Your assignment: Scan the data below and state the number of lines that include the word "headscarf", adding no comment.

(Saved entries)

──────────

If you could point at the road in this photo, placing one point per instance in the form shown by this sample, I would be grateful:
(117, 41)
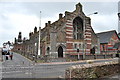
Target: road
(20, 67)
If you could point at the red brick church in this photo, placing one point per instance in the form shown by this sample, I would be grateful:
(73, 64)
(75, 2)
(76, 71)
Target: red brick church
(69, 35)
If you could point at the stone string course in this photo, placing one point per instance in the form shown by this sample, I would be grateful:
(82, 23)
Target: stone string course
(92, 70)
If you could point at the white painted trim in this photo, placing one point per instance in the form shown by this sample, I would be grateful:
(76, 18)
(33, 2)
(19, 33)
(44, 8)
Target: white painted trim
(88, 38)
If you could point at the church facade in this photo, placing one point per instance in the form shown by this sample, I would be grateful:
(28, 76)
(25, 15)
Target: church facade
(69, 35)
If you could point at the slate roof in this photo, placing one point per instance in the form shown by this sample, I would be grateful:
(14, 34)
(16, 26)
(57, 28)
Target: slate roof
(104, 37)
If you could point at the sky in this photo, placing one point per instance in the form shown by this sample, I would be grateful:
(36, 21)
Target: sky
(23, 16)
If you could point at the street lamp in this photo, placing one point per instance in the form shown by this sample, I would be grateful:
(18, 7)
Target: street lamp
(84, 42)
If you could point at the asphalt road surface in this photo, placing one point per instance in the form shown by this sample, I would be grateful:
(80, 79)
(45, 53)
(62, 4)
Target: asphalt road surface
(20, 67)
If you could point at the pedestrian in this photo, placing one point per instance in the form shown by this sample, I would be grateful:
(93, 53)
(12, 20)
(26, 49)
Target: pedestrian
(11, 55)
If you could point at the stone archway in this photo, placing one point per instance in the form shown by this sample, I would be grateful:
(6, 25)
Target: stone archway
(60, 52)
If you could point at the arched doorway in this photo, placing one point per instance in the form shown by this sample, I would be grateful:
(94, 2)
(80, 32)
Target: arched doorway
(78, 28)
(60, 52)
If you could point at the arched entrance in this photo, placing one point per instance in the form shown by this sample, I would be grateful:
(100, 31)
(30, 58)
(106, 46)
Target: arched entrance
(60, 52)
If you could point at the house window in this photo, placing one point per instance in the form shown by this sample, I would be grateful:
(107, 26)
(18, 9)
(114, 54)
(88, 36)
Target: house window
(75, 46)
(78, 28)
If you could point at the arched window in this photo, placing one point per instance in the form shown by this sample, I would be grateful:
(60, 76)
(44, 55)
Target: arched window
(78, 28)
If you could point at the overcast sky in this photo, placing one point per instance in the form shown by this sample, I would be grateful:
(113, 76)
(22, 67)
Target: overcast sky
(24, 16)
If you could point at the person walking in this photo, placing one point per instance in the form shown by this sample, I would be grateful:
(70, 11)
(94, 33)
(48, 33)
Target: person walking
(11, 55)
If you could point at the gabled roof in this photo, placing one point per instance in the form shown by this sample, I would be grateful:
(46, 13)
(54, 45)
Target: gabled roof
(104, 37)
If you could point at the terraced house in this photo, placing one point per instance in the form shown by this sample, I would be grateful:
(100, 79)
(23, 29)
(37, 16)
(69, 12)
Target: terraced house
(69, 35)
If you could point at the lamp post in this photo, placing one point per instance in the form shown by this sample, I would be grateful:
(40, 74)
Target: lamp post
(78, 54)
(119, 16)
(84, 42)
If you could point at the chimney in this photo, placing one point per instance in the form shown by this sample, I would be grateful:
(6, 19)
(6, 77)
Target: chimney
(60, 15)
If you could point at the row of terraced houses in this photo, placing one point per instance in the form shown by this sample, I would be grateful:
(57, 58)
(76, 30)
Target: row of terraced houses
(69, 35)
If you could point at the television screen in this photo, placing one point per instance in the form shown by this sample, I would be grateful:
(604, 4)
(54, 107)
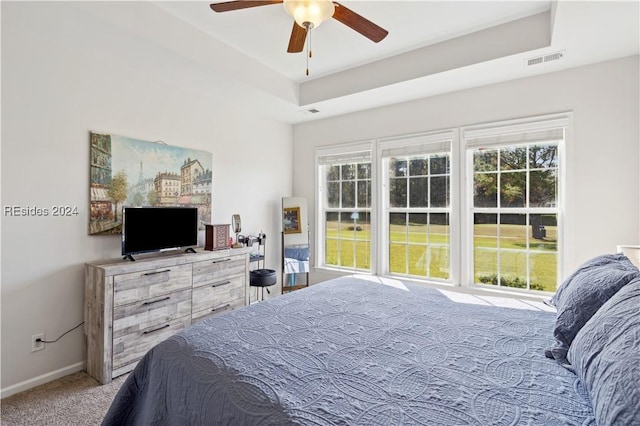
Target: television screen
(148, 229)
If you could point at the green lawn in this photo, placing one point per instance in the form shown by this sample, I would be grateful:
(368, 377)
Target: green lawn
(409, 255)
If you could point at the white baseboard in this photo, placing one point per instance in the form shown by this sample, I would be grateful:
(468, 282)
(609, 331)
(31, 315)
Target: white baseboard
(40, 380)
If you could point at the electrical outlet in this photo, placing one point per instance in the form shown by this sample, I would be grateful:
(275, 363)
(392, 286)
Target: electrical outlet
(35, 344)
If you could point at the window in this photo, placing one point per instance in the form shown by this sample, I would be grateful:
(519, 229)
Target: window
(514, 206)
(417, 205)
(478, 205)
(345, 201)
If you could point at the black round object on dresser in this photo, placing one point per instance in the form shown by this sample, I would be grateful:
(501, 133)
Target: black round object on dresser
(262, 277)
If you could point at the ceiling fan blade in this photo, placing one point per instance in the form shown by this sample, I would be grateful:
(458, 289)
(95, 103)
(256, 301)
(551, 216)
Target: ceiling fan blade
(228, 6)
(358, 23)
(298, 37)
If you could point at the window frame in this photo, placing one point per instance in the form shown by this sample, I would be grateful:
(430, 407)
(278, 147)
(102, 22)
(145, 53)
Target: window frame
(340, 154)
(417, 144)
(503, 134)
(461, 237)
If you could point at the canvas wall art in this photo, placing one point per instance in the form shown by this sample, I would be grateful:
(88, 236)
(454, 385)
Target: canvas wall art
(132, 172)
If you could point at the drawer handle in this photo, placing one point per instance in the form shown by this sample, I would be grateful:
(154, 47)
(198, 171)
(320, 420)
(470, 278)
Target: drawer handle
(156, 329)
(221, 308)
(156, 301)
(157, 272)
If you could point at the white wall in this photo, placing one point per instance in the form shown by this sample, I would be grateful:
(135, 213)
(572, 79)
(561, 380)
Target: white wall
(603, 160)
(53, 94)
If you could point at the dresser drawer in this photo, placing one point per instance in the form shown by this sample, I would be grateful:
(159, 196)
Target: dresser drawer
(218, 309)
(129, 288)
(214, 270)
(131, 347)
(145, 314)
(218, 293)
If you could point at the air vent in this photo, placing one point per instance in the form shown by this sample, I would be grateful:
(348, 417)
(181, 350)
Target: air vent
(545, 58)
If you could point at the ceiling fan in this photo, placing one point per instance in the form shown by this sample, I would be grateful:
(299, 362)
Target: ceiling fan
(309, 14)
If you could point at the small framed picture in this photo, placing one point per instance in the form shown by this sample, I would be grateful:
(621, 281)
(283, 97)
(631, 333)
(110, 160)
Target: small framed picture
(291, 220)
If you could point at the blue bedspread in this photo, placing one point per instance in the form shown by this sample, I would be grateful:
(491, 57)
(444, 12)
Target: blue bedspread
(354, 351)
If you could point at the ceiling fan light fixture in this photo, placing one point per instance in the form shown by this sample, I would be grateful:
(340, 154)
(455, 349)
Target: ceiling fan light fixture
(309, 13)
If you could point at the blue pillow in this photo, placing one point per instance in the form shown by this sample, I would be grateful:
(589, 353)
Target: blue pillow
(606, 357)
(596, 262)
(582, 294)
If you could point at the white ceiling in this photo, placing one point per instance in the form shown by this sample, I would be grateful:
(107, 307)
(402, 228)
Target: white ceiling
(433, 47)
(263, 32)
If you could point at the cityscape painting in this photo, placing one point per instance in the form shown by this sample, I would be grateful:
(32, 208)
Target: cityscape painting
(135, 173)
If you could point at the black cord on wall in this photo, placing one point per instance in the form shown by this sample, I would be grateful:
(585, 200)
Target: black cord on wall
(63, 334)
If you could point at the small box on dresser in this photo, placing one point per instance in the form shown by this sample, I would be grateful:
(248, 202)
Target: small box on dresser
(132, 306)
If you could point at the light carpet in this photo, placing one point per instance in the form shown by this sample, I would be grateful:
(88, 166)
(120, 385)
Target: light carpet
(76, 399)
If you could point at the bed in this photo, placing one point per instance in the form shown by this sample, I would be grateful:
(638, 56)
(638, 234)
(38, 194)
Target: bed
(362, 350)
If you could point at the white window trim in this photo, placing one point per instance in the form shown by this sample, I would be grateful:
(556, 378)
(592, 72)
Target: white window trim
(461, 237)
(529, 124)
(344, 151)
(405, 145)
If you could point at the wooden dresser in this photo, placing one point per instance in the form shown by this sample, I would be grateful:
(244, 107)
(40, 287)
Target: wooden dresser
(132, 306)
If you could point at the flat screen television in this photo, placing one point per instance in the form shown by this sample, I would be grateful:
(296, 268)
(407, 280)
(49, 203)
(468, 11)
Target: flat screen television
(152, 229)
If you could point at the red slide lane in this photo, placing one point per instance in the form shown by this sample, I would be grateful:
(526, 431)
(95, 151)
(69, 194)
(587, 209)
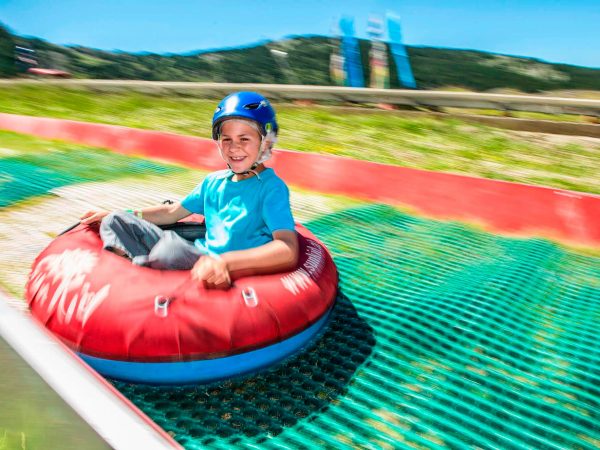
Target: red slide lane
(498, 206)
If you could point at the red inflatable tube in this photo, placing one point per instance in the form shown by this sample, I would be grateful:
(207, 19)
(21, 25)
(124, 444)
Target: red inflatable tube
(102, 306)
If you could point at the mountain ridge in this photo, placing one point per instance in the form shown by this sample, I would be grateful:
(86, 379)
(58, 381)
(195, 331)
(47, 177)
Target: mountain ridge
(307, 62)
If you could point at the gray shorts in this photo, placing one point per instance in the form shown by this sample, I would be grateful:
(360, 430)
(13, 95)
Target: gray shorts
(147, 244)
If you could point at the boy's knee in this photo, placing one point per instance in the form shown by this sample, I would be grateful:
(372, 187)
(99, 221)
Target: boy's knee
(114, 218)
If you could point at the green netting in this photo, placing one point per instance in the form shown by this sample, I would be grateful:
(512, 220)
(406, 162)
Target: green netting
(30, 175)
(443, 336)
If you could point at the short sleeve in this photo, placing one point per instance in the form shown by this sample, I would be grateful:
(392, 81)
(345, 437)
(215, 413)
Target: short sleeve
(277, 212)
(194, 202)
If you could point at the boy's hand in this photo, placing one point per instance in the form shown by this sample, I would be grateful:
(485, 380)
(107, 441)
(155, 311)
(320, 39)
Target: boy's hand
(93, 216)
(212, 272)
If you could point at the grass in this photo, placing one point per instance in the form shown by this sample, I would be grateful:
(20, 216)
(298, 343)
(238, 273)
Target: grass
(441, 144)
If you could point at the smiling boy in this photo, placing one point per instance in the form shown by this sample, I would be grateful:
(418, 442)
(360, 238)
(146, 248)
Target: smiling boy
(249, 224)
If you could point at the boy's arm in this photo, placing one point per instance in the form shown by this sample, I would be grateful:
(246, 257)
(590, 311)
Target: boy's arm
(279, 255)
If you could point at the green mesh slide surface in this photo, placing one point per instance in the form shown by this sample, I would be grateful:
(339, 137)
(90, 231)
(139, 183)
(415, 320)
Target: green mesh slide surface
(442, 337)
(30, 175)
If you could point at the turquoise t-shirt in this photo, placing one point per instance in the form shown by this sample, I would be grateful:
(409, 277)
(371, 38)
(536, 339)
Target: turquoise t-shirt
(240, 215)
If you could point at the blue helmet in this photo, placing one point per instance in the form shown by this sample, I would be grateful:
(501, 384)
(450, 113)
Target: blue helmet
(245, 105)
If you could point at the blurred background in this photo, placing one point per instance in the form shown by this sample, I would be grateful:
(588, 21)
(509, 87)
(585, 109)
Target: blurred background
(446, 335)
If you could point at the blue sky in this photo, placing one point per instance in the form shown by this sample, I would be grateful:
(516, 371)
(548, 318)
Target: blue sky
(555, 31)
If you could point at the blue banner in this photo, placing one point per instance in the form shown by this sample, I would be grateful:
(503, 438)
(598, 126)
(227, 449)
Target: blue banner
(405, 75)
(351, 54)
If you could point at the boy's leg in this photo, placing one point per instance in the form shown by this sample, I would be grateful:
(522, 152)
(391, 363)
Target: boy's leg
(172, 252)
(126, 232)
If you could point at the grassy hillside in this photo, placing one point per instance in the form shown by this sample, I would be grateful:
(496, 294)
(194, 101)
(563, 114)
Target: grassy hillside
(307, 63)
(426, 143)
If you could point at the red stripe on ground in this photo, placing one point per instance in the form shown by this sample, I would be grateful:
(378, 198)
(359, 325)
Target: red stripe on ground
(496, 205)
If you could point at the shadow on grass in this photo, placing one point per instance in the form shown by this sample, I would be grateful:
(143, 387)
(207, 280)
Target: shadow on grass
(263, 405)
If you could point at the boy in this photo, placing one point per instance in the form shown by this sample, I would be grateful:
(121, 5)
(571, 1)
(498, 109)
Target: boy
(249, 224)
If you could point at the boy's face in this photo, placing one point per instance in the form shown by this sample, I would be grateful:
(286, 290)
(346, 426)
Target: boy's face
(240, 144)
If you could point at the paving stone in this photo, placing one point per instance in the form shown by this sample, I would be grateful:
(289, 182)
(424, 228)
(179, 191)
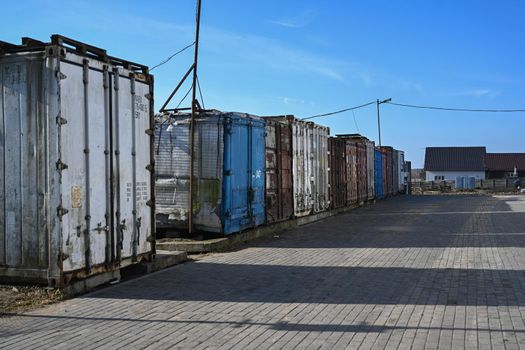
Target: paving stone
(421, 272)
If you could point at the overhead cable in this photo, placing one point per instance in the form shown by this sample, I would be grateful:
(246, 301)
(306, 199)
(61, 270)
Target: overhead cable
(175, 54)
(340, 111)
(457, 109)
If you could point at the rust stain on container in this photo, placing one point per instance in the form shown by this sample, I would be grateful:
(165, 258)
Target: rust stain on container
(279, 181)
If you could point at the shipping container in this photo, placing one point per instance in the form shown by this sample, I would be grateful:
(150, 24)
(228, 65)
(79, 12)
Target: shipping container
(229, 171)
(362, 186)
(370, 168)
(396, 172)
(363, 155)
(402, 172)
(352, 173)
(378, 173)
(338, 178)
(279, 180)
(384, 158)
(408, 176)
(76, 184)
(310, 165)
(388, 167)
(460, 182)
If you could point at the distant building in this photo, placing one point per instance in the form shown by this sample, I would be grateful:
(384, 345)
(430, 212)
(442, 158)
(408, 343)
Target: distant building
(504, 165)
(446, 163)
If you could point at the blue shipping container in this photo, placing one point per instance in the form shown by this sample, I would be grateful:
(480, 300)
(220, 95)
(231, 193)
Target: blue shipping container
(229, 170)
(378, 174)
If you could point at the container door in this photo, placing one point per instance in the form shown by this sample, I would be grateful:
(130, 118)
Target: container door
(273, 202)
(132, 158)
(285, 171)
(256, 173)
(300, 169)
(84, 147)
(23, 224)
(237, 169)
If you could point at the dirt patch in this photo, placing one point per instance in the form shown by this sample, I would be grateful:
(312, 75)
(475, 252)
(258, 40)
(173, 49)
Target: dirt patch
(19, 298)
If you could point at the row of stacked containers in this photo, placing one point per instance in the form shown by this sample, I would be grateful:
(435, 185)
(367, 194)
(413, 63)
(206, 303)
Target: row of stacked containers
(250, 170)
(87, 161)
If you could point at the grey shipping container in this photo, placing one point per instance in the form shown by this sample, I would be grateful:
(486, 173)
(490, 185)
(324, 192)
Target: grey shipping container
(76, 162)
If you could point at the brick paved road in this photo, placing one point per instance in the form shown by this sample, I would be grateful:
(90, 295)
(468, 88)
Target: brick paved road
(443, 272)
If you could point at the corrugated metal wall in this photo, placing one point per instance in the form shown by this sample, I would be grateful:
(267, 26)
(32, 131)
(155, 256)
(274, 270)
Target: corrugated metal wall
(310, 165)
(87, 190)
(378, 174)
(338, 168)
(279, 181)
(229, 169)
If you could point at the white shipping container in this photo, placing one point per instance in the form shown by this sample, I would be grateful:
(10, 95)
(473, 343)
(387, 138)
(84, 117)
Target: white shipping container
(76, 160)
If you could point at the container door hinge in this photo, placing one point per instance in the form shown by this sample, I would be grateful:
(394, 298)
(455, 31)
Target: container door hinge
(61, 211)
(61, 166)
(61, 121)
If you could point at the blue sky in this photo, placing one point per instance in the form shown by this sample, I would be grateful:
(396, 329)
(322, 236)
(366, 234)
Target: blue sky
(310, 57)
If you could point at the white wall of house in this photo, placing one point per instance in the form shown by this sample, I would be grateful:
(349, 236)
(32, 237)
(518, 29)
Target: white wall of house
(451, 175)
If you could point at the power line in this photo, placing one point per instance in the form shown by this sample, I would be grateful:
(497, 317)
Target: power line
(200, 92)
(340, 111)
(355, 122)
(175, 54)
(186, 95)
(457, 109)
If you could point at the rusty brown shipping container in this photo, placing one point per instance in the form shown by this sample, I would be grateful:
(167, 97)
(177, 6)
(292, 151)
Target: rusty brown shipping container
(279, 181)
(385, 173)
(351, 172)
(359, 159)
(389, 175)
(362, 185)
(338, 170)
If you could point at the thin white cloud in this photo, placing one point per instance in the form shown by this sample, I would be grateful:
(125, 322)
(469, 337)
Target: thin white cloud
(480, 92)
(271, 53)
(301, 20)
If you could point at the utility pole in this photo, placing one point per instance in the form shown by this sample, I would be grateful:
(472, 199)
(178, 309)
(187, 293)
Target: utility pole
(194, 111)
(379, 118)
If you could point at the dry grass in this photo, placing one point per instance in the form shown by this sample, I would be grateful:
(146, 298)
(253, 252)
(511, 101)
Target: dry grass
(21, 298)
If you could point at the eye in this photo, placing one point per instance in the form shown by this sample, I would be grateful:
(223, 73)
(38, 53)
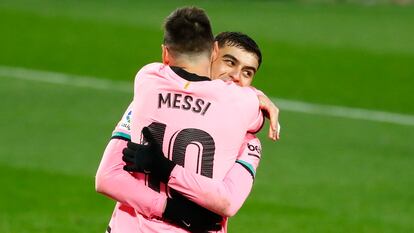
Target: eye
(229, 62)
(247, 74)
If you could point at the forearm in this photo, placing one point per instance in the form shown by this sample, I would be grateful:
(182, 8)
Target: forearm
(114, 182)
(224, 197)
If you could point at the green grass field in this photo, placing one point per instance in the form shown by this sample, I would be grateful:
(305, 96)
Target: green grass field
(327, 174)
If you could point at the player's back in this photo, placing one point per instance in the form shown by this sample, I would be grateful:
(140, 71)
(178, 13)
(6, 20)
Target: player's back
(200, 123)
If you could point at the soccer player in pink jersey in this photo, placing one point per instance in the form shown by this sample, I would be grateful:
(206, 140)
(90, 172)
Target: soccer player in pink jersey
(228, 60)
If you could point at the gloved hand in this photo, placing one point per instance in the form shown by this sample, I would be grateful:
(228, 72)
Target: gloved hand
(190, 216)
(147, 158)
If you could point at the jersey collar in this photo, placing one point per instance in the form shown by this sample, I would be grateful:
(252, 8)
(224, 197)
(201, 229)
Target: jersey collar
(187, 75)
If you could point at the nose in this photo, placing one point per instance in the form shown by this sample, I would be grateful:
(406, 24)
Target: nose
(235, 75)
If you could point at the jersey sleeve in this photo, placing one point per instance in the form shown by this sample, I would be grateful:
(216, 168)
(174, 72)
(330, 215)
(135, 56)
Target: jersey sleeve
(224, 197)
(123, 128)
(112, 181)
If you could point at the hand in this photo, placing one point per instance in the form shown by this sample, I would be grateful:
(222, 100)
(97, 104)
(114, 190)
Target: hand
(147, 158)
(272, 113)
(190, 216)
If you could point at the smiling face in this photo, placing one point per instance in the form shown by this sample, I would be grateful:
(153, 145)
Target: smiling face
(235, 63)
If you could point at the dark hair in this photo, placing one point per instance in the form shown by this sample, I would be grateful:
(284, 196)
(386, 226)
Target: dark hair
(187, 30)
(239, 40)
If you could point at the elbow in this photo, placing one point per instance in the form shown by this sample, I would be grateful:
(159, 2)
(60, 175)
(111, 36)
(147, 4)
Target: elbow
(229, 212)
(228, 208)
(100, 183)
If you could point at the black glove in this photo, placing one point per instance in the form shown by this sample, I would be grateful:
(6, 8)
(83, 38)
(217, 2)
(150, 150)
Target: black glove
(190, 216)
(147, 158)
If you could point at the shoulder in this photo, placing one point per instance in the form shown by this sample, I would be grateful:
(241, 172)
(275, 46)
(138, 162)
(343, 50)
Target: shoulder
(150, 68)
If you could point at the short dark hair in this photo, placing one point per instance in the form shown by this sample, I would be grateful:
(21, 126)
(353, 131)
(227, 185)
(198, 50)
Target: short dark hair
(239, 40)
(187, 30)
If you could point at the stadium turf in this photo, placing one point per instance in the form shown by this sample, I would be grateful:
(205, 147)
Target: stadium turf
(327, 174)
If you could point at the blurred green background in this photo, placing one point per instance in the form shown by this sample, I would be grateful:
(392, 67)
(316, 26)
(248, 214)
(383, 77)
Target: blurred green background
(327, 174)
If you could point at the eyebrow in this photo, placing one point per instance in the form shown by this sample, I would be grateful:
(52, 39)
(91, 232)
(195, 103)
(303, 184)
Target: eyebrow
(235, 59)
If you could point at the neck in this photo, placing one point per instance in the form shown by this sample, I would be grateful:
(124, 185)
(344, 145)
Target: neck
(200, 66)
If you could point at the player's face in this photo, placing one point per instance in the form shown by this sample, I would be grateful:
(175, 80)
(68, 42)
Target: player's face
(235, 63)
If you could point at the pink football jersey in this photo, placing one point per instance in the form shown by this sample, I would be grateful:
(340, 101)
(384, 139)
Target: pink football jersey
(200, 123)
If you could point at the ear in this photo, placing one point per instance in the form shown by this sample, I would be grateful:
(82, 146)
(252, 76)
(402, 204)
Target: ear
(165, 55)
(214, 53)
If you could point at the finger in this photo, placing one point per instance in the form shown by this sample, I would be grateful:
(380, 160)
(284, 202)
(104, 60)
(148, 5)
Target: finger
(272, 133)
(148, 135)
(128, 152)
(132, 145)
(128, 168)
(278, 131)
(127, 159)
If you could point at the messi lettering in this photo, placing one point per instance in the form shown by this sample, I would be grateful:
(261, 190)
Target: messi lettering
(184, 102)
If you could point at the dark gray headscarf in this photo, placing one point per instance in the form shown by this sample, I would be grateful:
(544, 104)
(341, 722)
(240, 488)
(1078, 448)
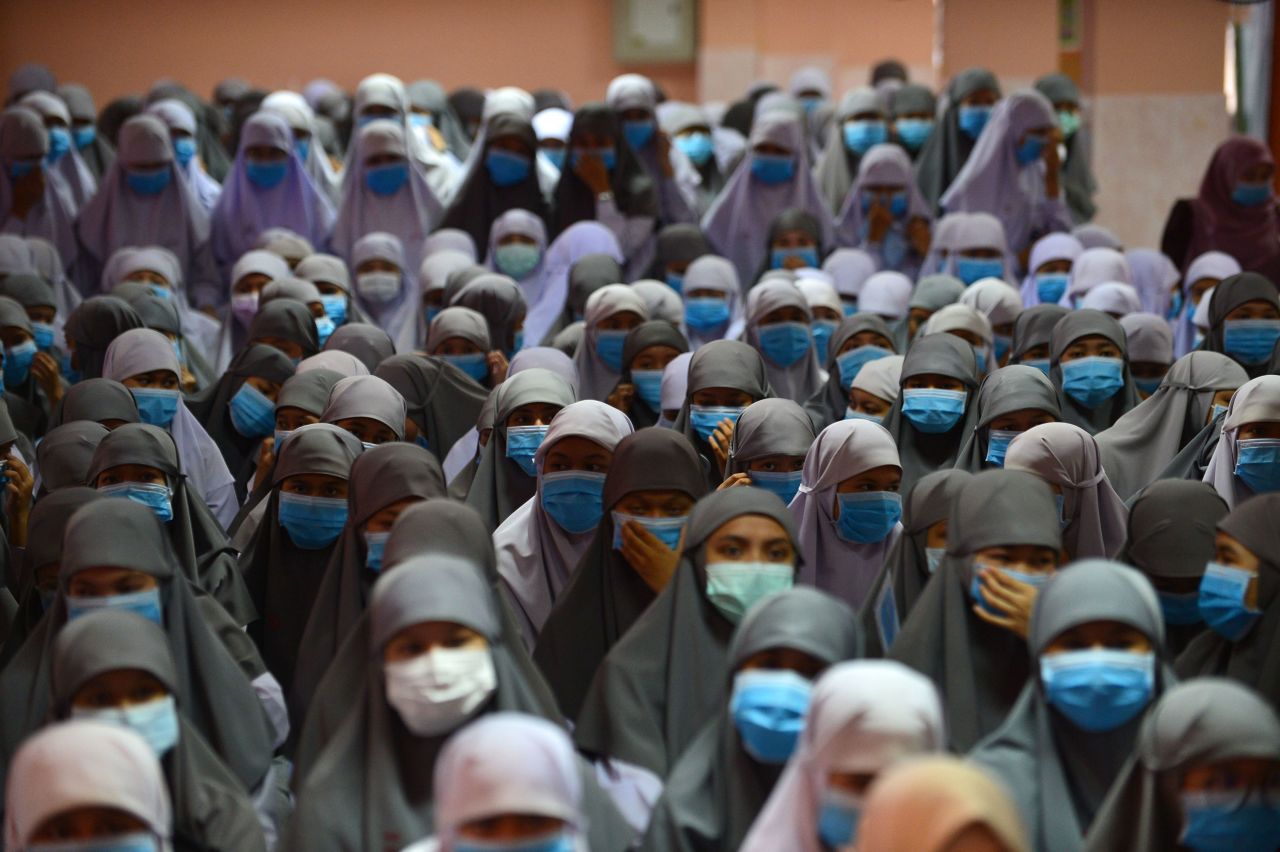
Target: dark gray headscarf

──────────

Exercise result: 2